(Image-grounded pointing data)
╭──
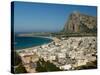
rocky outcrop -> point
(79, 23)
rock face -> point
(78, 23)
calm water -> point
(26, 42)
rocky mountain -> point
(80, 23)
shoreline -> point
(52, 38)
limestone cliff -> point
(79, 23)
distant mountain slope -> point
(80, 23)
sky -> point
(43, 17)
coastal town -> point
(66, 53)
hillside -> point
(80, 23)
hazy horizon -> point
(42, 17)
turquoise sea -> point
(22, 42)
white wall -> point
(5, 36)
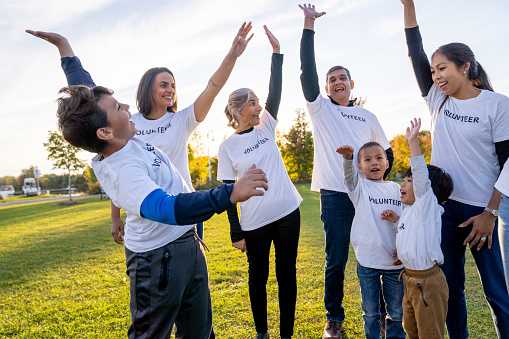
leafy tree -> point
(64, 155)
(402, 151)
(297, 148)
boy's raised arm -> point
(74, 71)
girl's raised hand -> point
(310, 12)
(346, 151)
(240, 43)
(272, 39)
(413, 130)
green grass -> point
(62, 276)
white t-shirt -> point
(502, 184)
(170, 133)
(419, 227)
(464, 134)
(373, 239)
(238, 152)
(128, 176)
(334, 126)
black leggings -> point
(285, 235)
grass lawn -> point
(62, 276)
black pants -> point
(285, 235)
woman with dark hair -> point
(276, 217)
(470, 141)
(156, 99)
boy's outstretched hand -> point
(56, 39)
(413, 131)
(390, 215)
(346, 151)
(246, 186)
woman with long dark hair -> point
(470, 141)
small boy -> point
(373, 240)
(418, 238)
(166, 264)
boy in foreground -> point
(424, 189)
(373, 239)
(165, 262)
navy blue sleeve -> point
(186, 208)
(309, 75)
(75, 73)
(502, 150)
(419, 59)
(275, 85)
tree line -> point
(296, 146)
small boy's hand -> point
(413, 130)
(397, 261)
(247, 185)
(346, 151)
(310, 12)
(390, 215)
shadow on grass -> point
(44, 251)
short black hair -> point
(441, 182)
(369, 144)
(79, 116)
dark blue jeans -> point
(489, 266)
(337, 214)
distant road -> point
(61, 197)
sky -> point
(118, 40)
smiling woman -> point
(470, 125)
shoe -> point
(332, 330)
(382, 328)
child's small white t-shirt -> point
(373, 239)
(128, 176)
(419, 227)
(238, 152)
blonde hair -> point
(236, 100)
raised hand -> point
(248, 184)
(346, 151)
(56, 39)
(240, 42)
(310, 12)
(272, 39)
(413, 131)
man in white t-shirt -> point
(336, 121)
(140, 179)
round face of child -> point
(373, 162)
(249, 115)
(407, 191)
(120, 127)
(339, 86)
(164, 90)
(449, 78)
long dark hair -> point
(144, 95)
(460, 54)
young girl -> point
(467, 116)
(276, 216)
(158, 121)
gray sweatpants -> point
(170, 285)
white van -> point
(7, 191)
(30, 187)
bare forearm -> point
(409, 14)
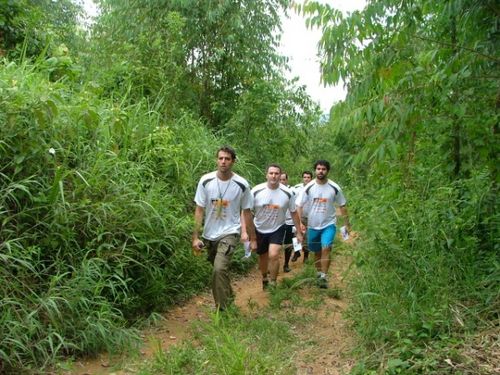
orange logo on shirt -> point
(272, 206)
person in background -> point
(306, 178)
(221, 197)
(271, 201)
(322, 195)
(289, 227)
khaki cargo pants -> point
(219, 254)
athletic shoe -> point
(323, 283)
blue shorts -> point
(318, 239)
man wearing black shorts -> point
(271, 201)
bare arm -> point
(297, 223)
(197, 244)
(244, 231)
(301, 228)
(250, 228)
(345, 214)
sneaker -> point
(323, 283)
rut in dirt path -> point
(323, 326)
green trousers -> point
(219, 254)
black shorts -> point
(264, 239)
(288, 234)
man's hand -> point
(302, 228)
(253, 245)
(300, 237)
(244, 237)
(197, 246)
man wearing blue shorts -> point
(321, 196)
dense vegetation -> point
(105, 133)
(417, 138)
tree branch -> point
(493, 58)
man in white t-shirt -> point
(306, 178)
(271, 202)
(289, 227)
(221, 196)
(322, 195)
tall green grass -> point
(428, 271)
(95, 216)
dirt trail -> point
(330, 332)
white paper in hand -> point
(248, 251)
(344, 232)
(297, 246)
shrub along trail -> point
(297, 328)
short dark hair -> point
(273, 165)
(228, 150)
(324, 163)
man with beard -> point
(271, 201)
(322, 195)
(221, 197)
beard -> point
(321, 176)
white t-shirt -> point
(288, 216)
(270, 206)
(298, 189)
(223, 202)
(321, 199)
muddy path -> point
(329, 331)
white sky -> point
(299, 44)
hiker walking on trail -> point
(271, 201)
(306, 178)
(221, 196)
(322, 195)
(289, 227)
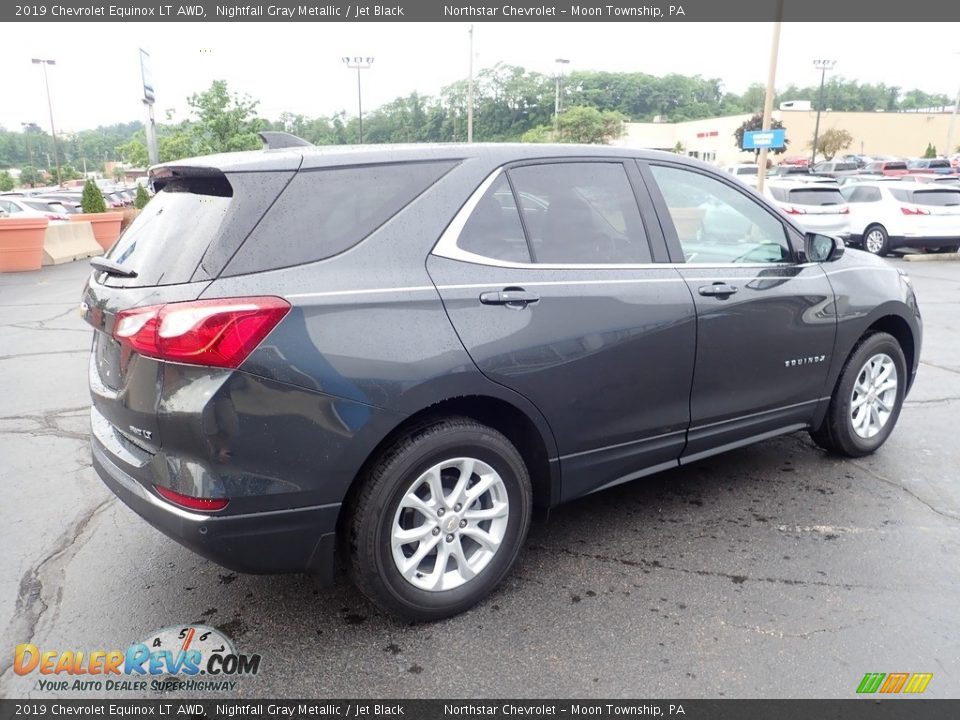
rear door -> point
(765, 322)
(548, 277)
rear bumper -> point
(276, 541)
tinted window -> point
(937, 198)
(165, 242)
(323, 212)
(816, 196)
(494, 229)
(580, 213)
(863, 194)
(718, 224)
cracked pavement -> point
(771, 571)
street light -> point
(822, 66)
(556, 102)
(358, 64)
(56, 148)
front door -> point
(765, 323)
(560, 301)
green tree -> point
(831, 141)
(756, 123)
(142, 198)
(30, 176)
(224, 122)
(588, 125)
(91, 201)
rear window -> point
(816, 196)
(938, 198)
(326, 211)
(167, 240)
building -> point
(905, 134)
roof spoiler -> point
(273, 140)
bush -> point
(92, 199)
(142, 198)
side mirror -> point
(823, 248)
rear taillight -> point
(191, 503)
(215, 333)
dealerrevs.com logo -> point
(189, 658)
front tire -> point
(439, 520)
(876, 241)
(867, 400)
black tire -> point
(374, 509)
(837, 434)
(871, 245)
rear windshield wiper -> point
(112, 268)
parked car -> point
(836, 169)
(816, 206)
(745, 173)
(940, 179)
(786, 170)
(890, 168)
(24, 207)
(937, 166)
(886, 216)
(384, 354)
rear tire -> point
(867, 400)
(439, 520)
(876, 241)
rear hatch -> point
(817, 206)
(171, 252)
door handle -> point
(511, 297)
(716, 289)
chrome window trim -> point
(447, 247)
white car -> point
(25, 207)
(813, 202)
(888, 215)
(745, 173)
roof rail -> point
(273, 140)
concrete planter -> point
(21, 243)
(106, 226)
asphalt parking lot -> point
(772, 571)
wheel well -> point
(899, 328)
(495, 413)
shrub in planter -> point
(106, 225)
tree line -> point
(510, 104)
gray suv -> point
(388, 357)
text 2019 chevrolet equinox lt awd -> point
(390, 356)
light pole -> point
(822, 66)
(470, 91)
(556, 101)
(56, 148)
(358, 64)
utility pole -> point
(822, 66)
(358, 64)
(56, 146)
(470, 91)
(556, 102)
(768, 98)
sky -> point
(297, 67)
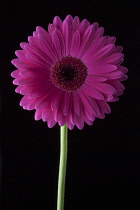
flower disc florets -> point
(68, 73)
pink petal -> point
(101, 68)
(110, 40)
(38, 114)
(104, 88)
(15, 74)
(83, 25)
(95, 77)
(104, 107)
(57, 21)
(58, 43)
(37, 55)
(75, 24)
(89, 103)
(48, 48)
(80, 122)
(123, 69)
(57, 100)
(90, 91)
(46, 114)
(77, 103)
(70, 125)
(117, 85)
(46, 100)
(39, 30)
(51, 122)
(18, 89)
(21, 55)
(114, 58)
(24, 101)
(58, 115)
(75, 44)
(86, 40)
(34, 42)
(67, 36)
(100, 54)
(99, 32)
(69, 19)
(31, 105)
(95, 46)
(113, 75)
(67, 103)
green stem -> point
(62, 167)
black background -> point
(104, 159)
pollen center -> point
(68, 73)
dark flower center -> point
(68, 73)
╰──
• **About this task**
Keeping the pictures out, output the records from above exactly and completely.

• **Task response**
rocky outcrop -> point
(79, 23)
rock face -> point
(78, 23)
calm water -> point
(26, 42)
rocky mountain -> point
(80, 23)
shoreline -> point
(52, 38)
limestone cliff -> point
(79, 23)
distant mountain slope -> point
(80, 23)
sky -> point
(43, 17)
coastal town -> point
(66, 53)
hillside -> point
(80, 23)
hazy horizon -> point
(42, 17)
turquoise sea -> point
(22, 42)
white wall -> point
(5, 36)
leafy tree -> point
(64, 155)
(402, 151)
(297, 148)
boy's raised arm -> point
(74, 71)
girl's raised hand -> point
(310, 12)
(346, 151)
(240, 43)
(272, 39)
(413, 130)
green grass -> point
(62, 276)
white t-shirt -> point
(502, 184)
(170, 133)
(419, 227)
(464, 134)
(373, 239)
(238, 152)
(128, 176)
(334, 126)
black leggings -> point
(285, 235)
grass lawn -> point
(62, 276)
black pants -> point
(285, 235)
woman with dark hair -> point
(276, 217)
(470, 141)
(156, 99)
boy's outstretched hand -> point
(56, 39)
(413, 131)
(390, 215)
(346, 151)
(246, 186)
woman with long dark hair -> point
(470, 141)
small boy -> point
(373, 240)
(418, 238)
(166, 264)
boy in foreground -> point
(424, 189)
(373, 239)
(165, 262)
navy blue sleeve -> point
(186, 208)
(309, 75)
(75, 73)
(502, 150)
(419, 59)
(275, 85)
tree line -> point
(296, 146)
small boy's hand -> point
(413, 130)
(397, 261)
(247, 185)
(346, 151)
(310, 12)
(390, 215)
shadow on grass -> point
(44, 251)
short black hair -> point
(441, 182)
(369, 144)
(79, 116)
dark blue jeans -> point
(489, 266)
(337, 214)
distant road -> point
(61, 197)
sky -> point
(118, 40)
smiling woman -> point
(470, 125)
shoe -> point
(332, 330)
(382, 328)
child's small white t-shirt -> point
(373, 239)
(128, 176)
(419, 227)
(238, 152)
blonde hair -> point
(236, 100)
raised hand -> point
(248, 184)
(346, 151)
(56, 39)
(240, 42)
(310, 12)
(272, 39)
(413, 131)
man in white t-shirt -> point
(336, 121)
(140, 179)
round face of child -> point
(373, 162)
(249, 115)
(407, 191)
(120, 127)
(339, 86)
(164, 90)
(449, 78)
long dark hair -> point
(144, 95)
(460, 54)
young girl -> point
(467, 116)
(276, 216)
(158, 121)
gray sweatpants -> point
(170, 285)
white van -> point
(7, 191)
(30, 187)
bare forearm -> point
(409, 14)
orange logo on shirt -> point
(272, 206)
person in background -> point
(306, 178)
(221, 197)
(271, 201)
(322, 195)
(289, 227)
khaki cargo pants -> point
(219, 254)
athletic shoe -> point
(323, 283)
blue shorts -> point
(318, 239)
man wearing black shorts -> point
(271, 201)
bare arm -> point
(297, 223)
(197, 244)
(244, 231)
(301, 228)
(250, 228)
(345, 214)
sneaker -> point
(323, 283)
rut in dirt path -> point
(323, 326)
green trousers -> point
(219, 254)
black shorts -> point
(264, 239)
(288, 234)
man's hand -> point
(302, 228)
(253, 245)
(300, 237)
(244, 237)
(197, 246)
man wearing blue shorts -> point
(321, 196)
dense vegetation -> point
(105, 133)
(417, 138)
tree branch -> point
(493, 58)
man in white t-shirt -> point
(306, 178)
(271, 202)
(289, 227)
(221, 196)
(322, 195)
tall green grass -> point
(428, 271)
(95, 216)
dirt trail -> point
(330, 332)
white paper in hand -> point
(248, 251)
(344, 232)
(297, 246)
shrub along trail -> point
(297, 328)
short dark hair -> point
(273, 165)
(228, 150)
(324, 163)
man with beard -> point
(271, 201)
(322, 195)
(221, 197)
beard -> point
(321, 176)
white t-shirt -> point
(288, 216)
(270, 206)
(298, 189)
(223, 202)
(321, 199)
muddy path -> point
(329, 331)
white sky -> point
(299, 44)
hiker walking on trail -> point
(271, 201)
(306, 178)
(221, 196)
(322, 195)
(289, 227)
rear door -> point
(765, 322)
(548, 277)
rear bumper -> point
(276, 541)
tinted window -> point
(937, 198)
(165, 242)
(323, 212)
(816, 196)
(494, 229)
(580, 213)
(863, 194)
(718, 224)
cracked pavement -> point
(771, 571)
street light -> point
(822, 66)
(556, 102)
(358, 64)
(56, 148)
front door -> point
(765, 323)
(560, 301)
green tree -> point
(831, 141)
(756, 123)
(142, 198)
(30, 176)
(224, 122)
(588, 125)
(91, 201)
rear window -> point
(816, 196)
(938, 198)
(326, 211)
(167, 240)
building -> point
(905, 134)
roof spoiler -> point
(273, 140)
bush -> point
(92, 199)
(142, 198)
side mirror -> point
(823, 248)
rear taillight -> point
(191, 503)
(215, 333)
dealerrevs.com logo -> point
(189, 658)
front tire -> point
(439, 520)
(876, 241)
(867, 400)
black tire -> point
(374, 509)
(837, 434)
(871, 245)
rear windshield wiper -> point
(112, 268)
parked car -> point
(836, 169)
(816, 206)
(745, 173)
(940, 179)
(786, 170)
(890, 168)
(24, 207)
(937, 166)
(886, 216)
(384, 354)
rear tire -> point
(867, 400)
(439, 520)
(876, 241)
rear hatch -> point
(817, 206)
(171, 252)
door handle -> point
(511, 297)
(716, 289)
chrome window trim -> point
(447, 247)
white car -> point
(25, 207)
(813, 202)
(888, 215)
(745, 173)
roof rail -> point
(273, 140)
concrete planter -> point
(21, 243)
(106, 226)
asphalt parking lot -> point
(772, 571)
wheel well -> point
(899, 328)
(495, 413)
shrub in planter -> point
(106, 225)
tree line -> point
(510, 104)
gray suv -> point
(388, 357)
text 2019 chevrolet equinox lt awd -> point
(390, 356)
light pole -> point
(822, 66)
(470, 91)
(556, 101)
(56, 148)
(358, 64)
utility pole -> point
(822, 66)
(358, 64)
(56, 146)
(470, 91)
(556, 102)
(768, 98)
sky -> point
(297, 67)
flower disc florets -> point
(68, 73)
pink petal -> point
(101, 68)
(110, 40)
(38, 114)
(104, 88)
(15, 74)
(83, 25)
(95, 77)
(104, 107)
(57, 21)
(58, 43)
(37, 55)
(75, 24)
(89, 103)
(48, 48)
(80, 122)
(123, 69)
(57, 100)
(90, 91)
(46, 114)
(77, 103)
(70, 125)
(117, 85)
(46, 100)
(39, 30)
(51, 122)
(18, 89)
(21, 55)
(114, 58)
(24, 101)
(58, 115)
(75, 44)
(86, 40)
(34, 42)
(67, 36)
(100, 54)
(99, 32)
(69, 19)
(31, 105)
(95, 46)
(113, 75)
(67, 103)
green stem -> point
(62, 167)
black background -> point
(104, 159)
pollen center -> point
(68, 73)
dark flower center -> point
(68, 73)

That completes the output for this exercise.